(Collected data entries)
──────────────────────────────
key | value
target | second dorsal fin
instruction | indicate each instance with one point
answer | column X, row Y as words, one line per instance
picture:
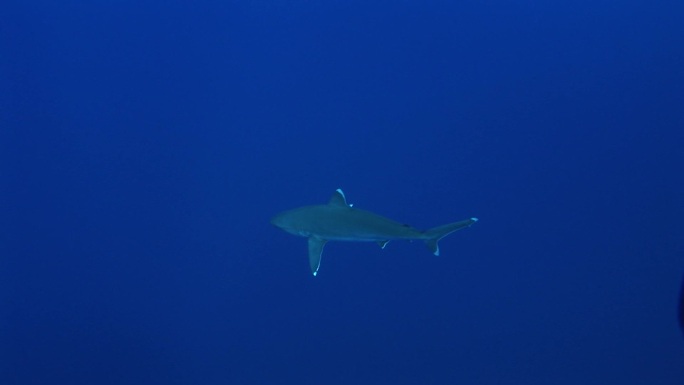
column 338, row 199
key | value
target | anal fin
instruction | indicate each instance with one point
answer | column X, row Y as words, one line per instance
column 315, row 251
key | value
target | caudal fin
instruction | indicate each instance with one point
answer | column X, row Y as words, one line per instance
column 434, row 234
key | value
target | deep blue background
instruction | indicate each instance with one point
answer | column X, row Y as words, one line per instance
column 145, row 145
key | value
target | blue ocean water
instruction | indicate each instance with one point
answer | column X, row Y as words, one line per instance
──────────────────────────────
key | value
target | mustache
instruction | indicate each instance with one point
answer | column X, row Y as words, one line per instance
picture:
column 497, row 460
──────────────────────────────
_Task prompt_.
Lines with the word "blue" in them are the answer; report each one from the data.

_Answer to this exercise_.
target | deep blue background
target | blue ocean water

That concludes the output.